* GIVEN TASK
Find each line in the material below that contains the string "Target", and copy those lines out. Letter case counts, so uppercase and lowercase do not match each other.

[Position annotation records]
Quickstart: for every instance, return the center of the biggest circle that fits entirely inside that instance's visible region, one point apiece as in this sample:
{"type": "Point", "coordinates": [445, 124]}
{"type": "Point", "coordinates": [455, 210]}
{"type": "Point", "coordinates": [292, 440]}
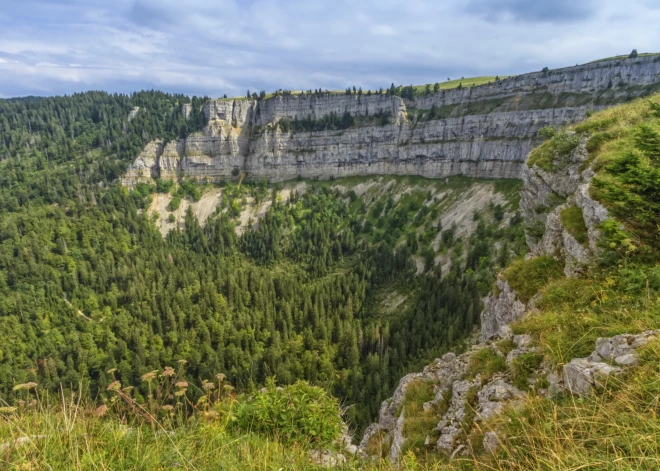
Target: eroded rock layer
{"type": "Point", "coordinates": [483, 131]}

==

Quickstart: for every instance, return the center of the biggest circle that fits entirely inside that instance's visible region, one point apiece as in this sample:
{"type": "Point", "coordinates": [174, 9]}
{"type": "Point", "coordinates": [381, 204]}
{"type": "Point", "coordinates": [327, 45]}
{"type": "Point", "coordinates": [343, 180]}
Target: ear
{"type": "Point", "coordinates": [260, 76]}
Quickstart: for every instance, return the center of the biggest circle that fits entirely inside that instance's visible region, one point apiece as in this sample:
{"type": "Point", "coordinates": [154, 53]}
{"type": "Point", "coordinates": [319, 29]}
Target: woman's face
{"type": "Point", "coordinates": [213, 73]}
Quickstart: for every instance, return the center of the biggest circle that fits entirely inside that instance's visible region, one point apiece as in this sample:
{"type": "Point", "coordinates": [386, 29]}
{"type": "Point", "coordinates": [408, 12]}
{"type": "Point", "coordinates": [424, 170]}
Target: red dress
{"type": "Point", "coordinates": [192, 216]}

==

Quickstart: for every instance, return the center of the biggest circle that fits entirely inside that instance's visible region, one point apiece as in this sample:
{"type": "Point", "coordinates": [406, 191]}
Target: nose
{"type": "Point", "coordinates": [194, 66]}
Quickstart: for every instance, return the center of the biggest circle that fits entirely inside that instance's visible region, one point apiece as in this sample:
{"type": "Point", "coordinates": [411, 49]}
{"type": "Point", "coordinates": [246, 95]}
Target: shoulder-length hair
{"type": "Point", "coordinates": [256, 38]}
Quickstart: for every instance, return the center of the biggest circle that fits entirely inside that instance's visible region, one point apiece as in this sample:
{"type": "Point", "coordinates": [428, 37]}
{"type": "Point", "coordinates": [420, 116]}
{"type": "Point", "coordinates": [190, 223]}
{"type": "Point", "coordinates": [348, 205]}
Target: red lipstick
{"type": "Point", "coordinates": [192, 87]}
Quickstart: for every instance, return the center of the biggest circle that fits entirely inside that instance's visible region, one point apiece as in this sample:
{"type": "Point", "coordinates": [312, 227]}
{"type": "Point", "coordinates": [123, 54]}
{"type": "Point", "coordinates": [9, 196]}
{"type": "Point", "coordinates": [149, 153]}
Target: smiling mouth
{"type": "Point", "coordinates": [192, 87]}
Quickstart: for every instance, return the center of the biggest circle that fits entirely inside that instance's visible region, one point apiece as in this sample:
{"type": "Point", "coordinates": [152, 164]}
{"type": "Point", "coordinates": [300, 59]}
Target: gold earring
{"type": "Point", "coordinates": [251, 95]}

* ANSWER TO THE PROBLEM
Target: eroded rock layer
Target: ear
Target: woman's face
Target: red dress
Target: nose
Target: shoulder-length hair
Target: red lipstick
Target: smiling mouth
Target: gold earring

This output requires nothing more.